### Set exercise 1
Rewrite everything in the net-zero text from "A new (and profoundly" down to "is the same.", substituting "federal government" for "Trudeau government".

### Text extract
╭──

A new (and profoundly bad) policy idea has gripped the world’s climate-obsessed leaders to address scenarios mostly generated by their own imaginative (and often wrong) predictive climate models. Basically, economic development must stop in 2050, and then decline as rapidly as possible afterward. This is the big “net-zero” crusade of the World Economic Forum, and naturally the Trudeau government is onboard.
Of course, the stated goal is to get to net-zero greenhouse gas (GHG) emissions by 2050, preparatory to a hard phase-down to zero total emissions as quickly as humanly possible. But since under all current and known technology, GHG emissions are inextricably bound to energy use, stopping growth in GHG emissions is simply stopping growth. It has to be. We can maybe use some animal cleverness to soften the impacts, but the destination is the same.
To understand how misguided all this net-zeroing is, we must first understand why energy is central to our economy, and that requires we revisit basic physics.
The total energy of the universe is running down—that is, all of the universe is losing energy, order and coherence at every moment. Every subsystem within the universe, including the tiny piece of it called the Canadian economy, is also running down unless the process of decay is offset by energy being pumped into it. The decay force is called entropy, a term some might remember from high school science class (if they still bother teaching it).
What this means is that one can only maintain order in a system such as Canada’s economy (which is based on the conversion of energy and matter to make stuff) with a constant infusion of energy just to counteract the background levels of entropic loss. If, at the same time, you want Canada to grow, we must invest still more energy on top of the background anti-entropic level (which is considerable).

╰──

### Provided material

╭──

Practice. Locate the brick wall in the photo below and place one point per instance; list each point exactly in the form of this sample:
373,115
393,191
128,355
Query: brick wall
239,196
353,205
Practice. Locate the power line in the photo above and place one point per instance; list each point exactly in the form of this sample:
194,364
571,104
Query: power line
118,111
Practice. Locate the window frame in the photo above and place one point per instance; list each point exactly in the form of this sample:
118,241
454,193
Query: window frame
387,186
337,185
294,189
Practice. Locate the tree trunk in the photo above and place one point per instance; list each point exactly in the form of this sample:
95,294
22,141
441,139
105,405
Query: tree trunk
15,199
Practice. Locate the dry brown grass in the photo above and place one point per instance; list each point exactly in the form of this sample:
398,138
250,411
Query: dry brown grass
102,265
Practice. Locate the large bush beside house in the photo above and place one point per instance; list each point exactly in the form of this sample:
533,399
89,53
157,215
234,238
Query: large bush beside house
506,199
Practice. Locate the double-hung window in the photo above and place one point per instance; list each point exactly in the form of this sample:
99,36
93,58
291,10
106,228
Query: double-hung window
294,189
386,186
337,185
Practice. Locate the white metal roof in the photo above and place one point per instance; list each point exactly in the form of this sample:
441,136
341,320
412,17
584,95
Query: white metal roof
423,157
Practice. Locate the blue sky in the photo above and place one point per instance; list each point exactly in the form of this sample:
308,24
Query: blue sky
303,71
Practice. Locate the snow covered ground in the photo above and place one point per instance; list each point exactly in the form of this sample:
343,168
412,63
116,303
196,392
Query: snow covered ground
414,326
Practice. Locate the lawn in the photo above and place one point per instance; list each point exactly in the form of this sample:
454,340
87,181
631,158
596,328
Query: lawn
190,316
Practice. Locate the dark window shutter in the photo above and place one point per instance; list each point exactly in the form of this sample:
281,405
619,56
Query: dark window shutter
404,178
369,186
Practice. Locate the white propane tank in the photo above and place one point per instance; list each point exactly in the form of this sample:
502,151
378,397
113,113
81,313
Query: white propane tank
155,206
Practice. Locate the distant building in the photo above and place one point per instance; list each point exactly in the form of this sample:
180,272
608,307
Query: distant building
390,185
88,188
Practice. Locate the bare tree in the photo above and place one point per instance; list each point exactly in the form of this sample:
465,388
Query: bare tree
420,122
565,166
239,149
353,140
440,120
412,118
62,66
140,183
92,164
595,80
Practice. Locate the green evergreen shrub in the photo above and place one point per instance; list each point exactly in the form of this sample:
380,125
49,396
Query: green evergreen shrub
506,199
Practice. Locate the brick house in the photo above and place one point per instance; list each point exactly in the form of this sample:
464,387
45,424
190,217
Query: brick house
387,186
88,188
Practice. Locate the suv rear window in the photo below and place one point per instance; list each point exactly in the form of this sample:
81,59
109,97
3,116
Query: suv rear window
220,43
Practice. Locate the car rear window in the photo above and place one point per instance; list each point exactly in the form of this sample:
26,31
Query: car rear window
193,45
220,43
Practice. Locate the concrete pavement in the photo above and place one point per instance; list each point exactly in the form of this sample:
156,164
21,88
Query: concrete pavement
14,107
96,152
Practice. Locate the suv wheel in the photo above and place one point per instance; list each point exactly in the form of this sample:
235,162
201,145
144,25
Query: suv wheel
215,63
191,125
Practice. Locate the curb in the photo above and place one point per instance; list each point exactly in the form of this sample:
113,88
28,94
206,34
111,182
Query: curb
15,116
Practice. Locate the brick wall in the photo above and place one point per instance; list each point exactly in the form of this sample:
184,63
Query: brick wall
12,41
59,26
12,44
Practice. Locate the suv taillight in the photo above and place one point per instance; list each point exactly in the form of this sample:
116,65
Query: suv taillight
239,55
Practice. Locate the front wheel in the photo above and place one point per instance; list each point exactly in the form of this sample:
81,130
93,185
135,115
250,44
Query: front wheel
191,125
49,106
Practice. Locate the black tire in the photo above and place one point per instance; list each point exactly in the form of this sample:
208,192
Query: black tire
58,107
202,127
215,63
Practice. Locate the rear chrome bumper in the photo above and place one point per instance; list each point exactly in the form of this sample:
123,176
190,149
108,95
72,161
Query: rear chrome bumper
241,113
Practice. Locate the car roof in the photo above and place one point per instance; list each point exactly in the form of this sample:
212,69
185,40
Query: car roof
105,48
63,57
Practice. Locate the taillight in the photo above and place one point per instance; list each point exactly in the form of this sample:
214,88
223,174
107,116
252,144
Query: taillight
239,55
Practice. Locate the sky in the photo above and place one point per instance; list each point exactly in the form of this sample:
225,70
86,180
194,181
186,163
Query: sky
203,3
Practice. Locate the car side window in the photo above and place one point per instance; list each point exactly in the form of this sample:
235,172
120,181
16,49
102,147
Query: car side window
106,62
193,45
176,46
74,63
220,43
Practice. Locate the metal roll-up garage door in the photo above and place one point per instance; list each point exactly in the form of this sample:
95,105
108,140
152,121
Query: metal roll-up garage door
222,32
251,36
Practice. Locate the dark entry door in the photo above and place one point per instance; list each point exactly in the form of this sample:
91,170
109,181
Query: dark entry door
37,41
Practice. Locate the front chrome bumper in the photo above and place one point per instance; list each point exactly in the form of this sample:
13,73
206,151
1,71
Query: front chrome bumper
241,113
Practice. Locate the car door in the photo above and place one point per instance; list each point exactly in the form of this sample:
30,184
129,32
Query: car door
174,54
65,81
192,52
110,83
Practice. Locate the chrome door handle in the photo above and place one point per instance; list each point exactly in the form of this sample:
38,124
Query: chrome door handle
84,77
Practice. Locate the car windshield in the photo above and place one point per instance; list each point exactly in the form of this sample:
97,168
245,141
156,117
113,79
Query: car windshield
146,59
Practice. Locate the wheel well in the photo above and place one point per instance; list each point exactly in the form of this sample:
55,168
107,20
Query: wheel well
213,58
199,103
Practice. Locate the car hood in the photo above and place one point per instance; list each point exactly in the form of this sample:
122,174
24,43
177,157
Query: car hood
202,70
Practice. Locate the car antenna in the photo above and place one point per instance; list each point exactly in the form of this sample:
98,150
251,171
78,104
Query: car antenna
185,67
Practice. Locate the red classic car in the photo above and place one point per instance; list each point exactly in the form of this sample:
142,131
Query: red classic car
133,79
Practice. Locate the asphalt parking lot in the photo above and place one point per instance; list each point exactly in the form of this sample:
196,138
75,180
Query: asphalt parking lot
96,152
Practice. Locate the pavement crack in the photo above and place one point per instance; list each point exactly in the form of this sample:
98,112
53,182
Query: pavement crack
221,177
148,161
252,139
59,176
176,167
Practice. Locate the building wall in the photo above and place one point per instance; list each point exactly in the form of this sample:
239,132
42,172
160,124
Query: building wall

╰──

### Set exercise 2
Pull out each line of the records that contains the string "double".

### Correct output 1
A new (and profoundly bad) policy idea has gripped the world’s climate-obsessed leaders to address scenarios mostly generated by their own imaginative (and often wrong) predictive climate models. Basically, economic development must stop in 2050, and then decline as rapidly as possible afterward. This is the big “net-zero” crusade of the World Economic Forum, and naturally the federal government is onboard.
Of course, the stated goal is to get to net-zero greenhouse gas (GHG) emissions by 2050, preparatory to a hard phase-down to zero total emissions as quickly as humanly possible. But since under all current and known technology, GHG emissions are inextricably bound to energy use, stopping growth in GHG emissions is simply stopping growth. It has to be. We can maybe use some animal cleverness to soften the impacts, but the destination is the same.

### Correct output 2
Practice. Locate the double-hung window in the photo above and place one point per instance; list each point exactly in the form of this sample:
Query: double-hung window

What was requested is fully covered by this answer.